Wednesday, August 10, 2016

William Allison 1696: Rough Justice

Nine out of ten settlers in Pennsylvania abandoned the frontier for safer territory during the French and Indian Wars.  William Allison stood his ground. Did he send his family away to safety? Probably not. Likely he needed all the manpower his four boys could provide and they were conscripted into fort building.

Indian attacks were not theoretical… a family was murdered at nearby Rankin’s Mill. Farms were burnt. A schoolhouse full of children and their teacher Enoch Brown was hatcheted to death, then scalped. The bloody Indian War years were the same years that William was Justice of the Peace. He was not hunkered down at Fort Allison. He rode his horse along the forest tracks appearing at county meetings and court proceedings. Business as usual. 

What kind of character was this William Allison?
 
Armed.  Apparently he preferred being killed by Indians to abandoning his homestead.  Willing to kill to protect his farm and family.

Respected.  William commanded the trust of his community to be elected to the post of Justice of the peace.

**Directions for this task**:
Write out the William Allison post word for word from "William Allison 1696: Rough" to "Business as usual.".

**Data section**:
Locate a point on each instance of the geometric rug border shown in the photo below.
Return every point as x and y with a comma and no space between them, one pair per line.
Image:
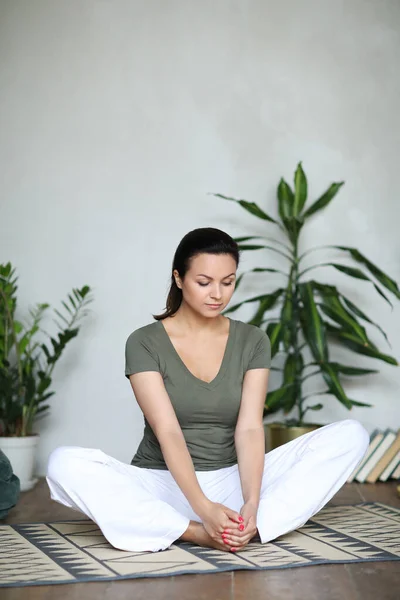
219,569
205,572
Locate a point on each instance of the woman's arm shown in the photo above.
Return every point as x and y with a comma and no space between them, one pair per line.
249,434
155,403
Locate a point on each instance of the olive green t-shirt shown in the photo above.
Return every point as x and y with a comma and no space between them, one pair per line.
207,412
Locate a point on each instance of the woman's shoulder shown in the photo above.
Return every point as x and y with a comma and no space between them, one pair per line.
249,332
145,333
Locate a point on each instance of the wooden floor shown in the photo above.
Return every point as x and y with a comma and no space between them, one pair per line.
362,581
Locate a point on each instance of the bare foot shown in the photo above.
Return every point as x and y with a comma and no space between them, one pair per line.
196,534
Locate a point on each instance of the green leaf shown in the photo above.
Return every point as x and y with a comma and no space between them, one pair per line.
286,319
382,277
357,273
346,370
359,313
294,365
324,200
61,317
356,403
352,342
285,200
312,324
247,238
270,300
66,307
72,301
18,327
260,247
251,207
300,190
274,332
335,310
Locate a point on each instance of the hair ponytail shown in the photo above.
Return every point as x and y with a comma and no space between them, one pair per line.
174,300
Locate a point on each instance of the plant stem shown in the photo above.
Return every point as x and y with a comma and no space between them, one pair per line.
295,329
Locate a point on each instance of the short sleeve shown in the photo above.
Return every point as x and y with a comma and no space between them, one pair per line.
139,354
261,357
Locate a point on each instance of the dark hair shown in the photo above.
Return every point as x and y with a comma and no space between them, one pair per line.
206,240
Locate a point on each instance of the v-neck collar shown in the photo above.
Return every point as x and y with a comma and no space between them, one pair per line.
225,358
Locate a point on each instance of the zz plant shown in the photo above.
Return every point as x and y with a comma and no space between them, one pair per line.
311,313
27,360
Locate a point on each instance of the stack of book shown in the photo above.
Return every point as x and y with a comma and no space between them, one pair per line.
382,459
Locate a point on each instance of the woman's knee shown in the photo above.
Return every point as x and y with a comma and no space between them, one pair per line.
62,461
355,435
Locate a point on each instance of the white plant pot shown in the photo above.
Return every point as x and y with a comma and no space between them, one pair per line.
21,452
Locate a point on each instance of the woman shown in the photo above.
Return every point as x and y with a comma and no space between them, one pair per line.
200,473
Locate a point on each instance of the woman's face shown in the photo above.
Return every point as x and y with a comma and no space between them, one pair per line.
209,283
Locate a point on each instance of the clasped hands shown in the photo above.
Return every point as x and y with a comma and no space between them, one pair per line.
226,526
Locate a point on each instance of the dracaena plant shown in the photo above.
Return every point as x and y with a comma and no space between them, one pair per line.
310,313
27,361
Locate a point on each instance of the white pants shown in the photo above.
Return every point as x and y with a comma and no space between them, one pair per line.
144,509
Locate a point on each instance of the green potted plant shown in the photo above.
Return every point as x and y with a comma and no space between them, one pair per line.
304,316
27,361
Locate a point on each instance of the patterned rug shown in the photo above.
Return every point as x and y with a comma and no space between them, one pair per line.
76,551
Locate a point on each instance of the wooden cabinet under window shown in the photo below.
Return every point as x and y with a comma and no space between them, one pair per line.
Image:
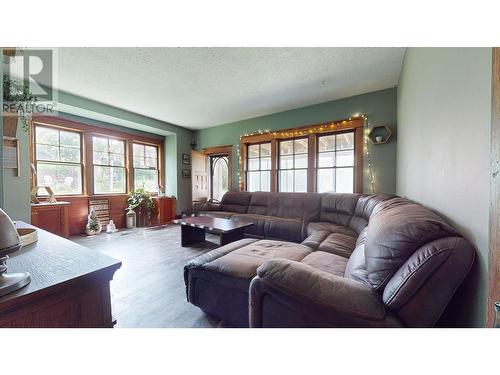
165,210
53,217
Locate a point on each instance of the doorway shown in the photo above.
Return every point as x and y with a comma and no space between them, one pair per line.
219,176
219,168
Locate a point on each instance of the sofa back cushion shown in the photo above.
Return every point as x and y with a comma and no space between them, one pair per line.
338,208
286,205
364,208
236,201
397,228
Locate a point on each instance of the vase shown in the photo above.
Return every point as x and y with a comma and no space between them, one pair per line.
496,316
142,216
131,218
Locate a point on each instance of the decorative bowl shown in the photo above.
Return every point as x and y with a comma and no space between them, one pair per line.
27,236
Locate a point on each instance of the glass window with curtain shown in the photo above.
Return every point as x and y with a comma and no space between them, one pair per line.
145,161
259,167
109,165
335,164
58,160
293,163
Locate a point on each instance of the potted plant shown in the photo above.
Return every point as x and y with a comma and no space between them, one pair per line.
142,203
93,226
20,101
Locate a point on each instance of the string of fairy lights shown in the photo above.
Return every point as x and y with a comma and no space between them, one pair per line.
320,128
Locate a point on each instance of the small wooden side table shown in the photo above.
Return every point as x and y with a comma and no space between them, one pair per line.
53,217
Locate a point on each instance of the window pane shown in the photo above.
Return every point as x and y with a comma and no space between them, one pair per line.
109,180
286,162
253,181
301,146
69,154
253,164
101,158
286,147
301,161
326,159
151,163
69,139
47,152
147,179
151,152
139,162
265,163
286,181
116,146
63,179
326,143
345,141
345,158
117,160
326,180
265,181
47,136
138,150
345,180
100,144
265,149
301,181
253,151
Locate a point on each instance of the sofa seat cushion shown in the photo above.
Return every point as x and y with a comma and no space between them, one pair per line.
243,262
218,282
330,263
329,227
217,214
272,227
338,243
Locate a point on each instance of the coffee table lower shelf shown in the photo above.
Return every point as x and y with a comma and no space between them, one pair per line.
193,229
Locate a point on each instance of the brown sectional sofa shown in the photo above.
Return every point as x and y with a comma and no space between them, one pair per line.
330,260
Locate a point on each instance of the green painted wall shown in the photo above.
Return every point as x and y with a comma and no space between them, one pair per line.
177,141
378,106
444,125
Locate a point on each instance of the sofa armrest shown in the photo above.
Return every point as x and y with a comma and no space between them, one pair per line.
314,297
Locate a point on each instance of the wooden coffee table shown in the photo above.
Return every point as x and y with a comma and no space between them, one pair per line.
193,229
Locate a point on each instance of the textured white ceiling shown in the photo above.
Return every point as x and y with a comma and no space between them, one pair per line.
202,87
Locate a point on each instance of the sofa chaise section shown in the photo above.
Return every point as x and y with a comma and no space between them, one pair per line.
406,264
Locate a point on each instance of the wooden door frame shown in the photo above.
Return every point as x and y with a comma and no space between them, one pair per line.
220,150
494,242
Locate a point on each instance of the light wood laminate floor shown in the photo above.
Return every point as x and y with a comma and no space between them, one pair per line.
149,291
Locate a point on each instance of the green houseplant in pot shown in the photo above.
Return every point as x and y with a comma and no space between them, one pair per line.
142,203
18,101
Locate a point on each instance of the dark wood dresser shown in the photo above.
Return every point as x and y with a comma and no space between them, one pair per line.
69,286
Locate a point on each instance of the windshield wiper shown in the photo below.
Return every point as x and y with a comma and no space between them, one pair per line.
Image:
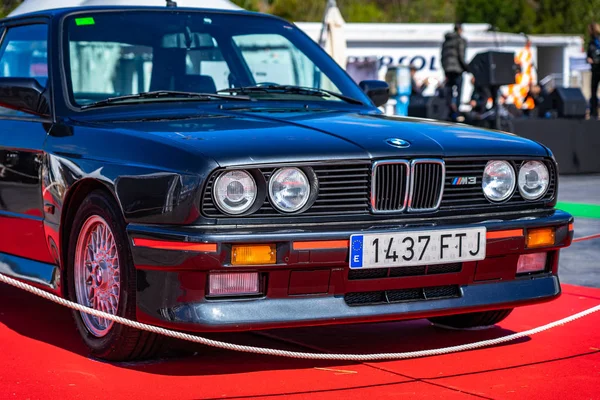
290,89
161,94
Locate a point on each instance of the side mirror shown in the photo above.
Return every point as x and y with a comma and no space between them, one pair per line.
378,91
23,94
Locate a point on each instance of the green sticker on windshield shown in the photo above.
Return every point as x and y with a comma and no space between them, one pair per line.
85,21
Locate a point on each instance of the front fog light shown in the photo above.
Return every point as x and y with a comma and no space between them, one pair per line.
289,189
233,284
235,192
498,181
535,262
534,180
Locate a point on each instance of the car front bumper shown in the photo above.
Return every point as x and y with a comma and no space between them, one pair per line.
311,287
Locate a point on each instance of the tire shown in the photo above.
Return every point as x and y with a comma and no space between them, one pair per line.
472,320
99,217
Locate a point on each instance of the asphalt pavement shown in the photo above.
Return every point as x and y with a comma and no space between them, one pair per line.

**Complete response**:
William Allison 1696: Rough Justice

Nine out of ten settlers in Pennsylvania abandoned the frontier for safer territory during the French and Indian Wars.  William Allison stood his ground. Did he send his family away to safety? Probably not. Likely he needed all the manpower his four boys could provide and they were conscripted into fort building.

Indian attacks were not theoretical… a family was murdered at nearby Rankin’s Mill. Farms were burnt. A schoolhouse full of children and their teacher Enoch Brown was hatcheted to death, then scalped. The bloody Indian War years were the same years that William was Justice of the Peace. He was not hunkered down at Fort Allison. He rode his horse along the forest tracks appearing at county meetings and court proceedings. Business as usual.